PROMPT: Below are the records; print them all without any alteration.

EXTRACTED ENTRIES:
- - - - -

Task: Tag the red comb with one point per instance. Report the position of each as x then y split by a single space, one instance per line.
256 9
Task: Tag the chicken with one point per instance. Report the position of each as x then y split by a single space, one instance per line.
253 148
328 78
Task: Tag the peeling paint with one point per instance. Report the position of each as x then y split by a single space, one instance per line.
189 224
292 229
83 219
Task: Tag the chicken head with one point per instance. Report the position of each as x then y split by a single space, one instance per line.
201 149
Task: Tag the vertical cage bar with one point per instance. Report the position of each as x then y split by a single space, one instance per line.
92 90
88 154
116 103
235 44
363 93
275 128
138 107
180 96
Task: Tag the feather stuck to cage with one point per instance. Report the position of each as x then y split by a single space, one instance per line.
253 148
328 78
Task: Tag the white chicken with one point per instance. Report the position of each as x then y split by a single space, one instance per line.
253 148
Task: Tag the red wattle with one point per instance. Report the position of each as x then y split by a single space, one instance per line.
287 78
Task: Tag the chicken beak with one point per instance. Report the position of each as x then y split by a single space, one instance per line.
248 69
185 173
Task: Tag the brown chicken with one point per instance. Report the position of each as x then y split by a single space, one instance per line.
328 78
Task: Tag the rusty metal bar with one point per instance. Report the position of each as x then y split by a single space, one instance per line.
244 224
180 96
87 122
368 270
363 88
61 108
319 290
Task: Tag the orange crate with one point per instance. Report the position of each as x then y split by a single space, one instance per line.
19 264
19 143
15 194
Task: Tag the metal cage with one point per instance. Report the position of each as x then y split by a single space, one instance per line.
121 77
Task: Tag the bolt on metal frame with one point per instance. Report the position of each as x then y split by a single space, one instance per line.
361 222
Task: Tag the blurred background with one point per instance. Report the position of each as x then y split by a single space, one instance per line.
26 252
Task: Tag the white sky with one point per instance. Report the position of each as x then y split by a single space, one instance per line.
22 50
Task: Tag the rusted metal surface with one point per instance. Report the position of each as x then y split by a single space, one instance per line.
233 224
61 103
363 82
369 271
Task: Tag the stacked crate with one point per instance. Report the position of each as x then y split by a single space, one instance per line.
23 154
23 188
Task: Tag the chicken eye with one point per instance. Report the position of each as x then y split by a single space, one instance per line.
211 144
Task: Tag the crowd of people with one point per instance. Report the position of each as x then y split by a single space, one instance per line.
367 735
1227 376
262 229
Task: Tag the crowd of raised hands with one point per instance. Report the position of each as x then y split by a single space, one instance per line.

- - - - -

WRITTEN SOLUTION:
Task: Tag the red comb with one point per instance. Report the position of each as x then y split by a single space, one instance per line.
256 9
Task: Tag the chicken with one point per instance. Report the position of each as x then y split by a single space, one instance per line.
253 148
328 78
Task: Tag the peeling paint with one point per instance. Report the position of each as x then y split by a single space, one instance per line.
189 224
292 229
83 219
Task: Tag the chicken head with one point per instance. Report the position of each as x then y split by a single space, one instance per line.
201 149
Task: Tag the vertical cage bar with one point per instance. Report the position of each as x then y split by a single space, one instance per line.
92 90
88 154
116 103
235 44
363 93
275 128
138 107
180 96
Task: Tag the feather stuck to cage with one point per instance. Report the position of each as x then y split by a single space, one instance per line.
253 148
328 78
Task: Tag the white chicken with one point per instance. Report the position of each as x then y split by a single space, one instance per line.
253 148
Task: Tag the red wattle with one point per instance. Report the position of each as x then y split by a single space, one instance per line.
287 78
Task: Tag the chicken beak with one point per instance. Report the position of each as x then y split by a single space, one instance per line.
248 69
185 173
Task: Tag the brown chicken with one point per instance. Report the position of each as x then y split by a single space, one instance per line.
328 78
Task: Tag the rusty metal bar with one point per instance. Report the position of each as x then y split by a single space, one instance per line.
244 224
180 96
87 122
368 270
363 88
61 108
319 290
Task: Tag the orange crate with one point per instance. Report the position of each as x then y split by a single space, one instance per line.
19 264
19 143
15 194
Task: Tag the metal cage with one point per instance. Report the position of each as x then y split by a single space, one instance per line.
121 77
Task: Tag the bolt on metal frame with one point per instance. Report the position of each as x then y split by a single space, one instance per line.
361 222
Task: Tag the blurred background with one point per instance. Report the position of each as x then y split by a single space, one instance per line.
26 252
Task: Tag the white sky with one point per instance. Report the position of each as x then y split by a single space, one instance per line.
22 50
Task: Tag the rusted metal surface with one point per instance. Report the position of each as x then y split by a single space, one instance per line.
233 224
61 103
363 82
369 271
Task: Tag the stacked crate with one point per instance. Report the position of each as x then y split by a single space, one instance per line.
23 154
23 188
Task: Tag the chicken eye with one point per instance. Report the position of each as x then y split by a single space, one instance per line.
211 144
Task: Tag the crowd of people with one point per instance. Report the position of each as x then y split by a single space, one instance per line.
367 735
1227 376
262 229
Task: Tag the crowd of raised hands with one point per instance. Report the position of each as x then y split by a single space, one instance per line.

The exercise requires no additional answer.